Direction 1 - According to the DSM language description, how many lines long is the ANTLR4 grammar file?
Direction 2 - List every part of a typed domain model that the DSM language description says the language can describe.
═══ Passage shown ═══
DSM (Domain Substrate Model) is a small declarative language for describing a typed domain model: concepts, clubs, structures, enumerations, attachments, and the function pools that act on them.
This repo is the language-level contract. It contains:
grammar/DSM.g4— the ANTLR4 grammar that defines the surface syntax of.dsmsource files. 107 lines, self-contained.spec/dsm-json.md— the canonical JSON wire format for aDSMDefinitions(the parsed, validated model that downstream tools consume). Producer-neutral specification.
Together, .g4 + .dsm-json describe DSM end to end: how to parse a
.dsm source, and what the parsed model looks like once serialized
for tools that don't want to depend on a particular parser
implementation.
Full documentation: https://docs.digitalsubstrate.io/dsm/
Part of the DevKit ecosystem.
Until now, the DSM language was defined implicitly by the encoder/ decoder source of the canonical runtime. That made the language portable in principle but legible only by reading runtime code. Publishing the grammar and the JSON wire format as standalone, MIT-licensed artefacts:
- separates the language from any specific runtime that emits or consumes it;
- lets third-party tools (editors, validators, code generators, alternative runtimes) implement against a stable, public contract;
- joins the existing open-DSM family of repos (
dsm-jetbrains,dsm-vscode,dsm-samples,kibo).
A producer emits a JSON document conforming to
spec/dsm-json.md. It typically parses .dsm source against
grammar/DSM.g4 and serializes the resulting model.
═══ Extracted entries ═══
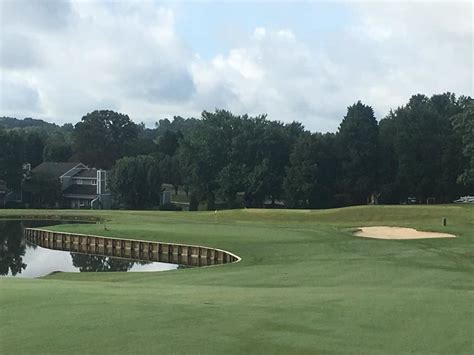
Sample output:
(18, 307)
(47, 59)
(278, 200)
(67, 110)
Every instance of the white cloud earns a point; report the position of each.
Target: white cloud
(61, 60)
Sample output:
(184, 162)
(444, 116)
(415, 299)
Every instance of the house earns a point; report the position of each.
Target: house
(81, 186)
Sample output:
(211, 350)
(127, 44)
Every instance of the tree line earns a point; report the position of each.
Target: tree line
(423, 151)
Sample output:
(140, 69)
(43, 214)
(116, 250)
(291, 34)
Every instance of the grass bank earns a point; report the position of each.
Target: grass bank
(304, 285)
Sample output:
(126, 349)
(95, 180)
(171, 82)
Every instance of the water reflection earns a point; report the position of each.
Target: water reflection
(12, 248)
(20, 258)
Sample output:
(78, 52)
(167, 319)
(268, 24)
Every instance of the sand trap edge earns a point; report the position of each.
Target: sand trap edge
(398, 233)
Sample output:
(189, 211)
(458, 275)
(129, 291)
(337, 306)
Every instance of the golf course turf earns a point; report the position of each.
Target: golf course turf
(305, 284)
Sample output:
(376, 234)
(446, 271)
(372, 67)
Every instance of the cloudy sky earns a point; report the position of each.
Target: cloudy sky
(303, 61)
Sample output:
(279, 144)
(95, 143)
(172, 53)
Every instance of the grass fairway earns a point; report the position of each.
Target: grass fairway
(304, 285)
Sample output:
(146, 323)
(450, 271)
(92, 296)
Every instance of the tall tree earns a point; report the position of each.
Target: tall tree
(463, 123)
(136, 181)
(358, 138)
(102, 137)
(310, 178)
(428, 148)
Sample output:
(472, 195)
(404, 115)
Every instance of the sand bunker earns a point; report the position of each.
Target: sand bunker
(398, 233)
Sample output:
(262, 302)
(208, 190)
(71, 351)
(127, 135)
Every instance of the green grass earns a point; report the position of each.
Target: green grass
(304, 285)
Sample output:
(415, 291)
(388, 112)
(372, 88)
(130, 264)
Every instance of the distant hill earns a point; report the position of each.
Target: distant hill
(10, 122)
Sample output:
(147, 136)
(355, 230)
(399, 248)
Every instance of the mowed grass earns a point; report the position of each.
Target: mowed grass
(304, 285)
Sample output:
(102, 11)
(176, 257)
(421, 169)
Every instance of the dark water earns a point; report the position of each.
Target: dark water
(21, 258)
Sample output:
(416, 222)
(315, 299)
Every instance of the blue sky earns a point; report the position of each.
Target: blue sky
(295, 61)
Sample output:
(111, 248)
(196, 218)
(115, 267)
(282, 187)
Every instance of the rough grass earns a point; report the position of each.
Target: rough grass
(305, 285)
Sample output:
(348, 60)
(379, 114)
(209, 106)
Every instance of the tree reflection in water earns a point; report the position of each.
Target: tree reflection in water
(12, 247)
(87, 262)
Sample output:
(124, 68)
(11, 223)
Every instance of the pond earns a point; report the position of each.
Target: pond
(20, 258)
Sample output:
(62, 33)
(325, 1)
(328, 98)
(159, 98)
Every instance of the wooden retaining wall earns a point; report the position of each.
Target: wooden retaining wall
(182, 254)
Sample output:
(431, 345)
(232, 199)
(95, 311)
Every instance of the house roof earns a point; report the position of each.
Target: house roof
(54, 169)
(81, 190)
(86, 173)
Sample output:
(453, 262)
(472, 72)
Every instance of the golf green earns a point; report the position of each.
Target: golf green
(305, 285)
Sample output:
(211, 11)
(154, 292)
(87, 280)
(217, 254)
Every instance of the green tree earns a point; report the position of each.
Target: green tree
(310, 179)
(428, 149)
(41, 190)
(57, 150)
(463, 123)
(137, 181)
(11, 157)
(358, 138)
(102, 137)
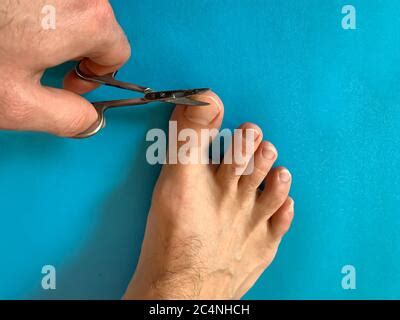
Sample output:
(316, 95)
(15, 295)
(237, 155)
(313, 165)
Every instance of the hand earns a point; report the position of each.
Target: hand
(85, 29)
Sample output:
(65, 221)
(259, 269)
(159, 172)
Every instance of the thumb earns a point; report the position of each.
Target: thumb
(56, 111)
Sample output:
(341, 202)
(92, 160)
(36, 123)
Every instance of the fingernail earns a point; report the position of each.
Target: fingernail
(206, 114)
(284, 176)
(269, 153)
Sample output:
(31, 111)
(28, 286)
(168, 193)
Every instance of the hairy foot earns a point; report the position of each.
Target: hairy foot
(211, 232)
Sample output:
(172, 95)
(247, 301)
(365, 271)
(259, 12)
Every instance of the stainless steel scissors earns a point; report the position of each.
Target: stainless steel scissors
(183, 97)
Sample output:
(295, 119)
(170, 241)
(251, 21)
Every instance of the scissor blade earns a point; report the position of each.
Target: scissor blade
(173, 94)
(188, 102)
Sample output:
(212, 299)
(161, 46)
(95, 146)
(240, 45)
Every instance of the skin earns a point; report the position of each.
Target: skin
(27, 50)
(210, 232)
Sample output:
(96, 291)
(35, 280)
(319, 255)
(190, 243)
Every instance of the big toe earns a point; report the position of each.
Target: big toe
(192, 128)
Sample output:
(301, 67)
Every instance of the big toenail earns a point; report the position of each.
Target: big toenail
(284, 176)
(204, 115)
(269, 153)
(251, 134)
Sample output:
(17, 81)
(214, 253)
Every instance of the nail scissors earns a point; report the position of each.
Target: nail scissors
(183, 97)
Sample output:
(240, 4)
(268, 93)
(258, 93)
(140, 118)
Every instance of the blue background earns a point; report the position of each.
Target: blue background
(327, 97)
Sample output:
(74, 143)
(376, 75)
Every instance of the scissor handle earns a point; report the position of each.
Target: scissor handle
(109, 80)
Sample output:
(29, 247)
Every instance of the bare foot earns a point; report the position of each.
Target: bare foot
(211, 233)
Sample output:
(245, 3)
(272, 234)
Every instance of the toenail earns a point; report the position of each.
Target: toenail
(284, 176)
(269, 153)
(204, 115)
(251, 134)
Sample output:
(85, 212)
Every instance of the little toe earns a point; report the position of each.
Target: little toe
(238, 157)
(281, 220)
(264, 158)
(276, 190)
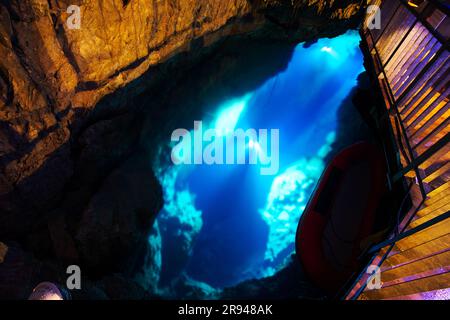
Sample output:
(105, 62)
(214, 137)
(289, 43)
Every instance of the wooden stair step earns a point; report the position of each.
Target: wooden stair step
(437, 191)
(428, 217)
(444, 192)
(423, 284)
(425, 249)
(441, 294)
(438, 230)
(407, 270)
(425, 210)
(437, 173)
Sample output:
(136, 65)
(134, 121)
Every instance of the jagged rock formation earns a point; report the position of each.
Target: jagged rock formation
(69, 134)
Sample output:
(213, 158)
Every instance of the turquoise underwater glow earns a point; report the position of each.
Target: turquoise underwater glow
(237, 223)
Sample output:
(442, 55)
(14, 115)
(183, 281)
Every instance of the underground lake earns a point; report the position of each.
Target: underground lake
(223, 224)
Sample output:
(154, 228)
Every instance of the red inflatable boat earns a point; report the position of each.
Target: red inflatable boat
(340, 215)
═══
Final result 1 - 107 lines

Final result 2 - concepts, clubs, structures, enumerations, attachments, function pools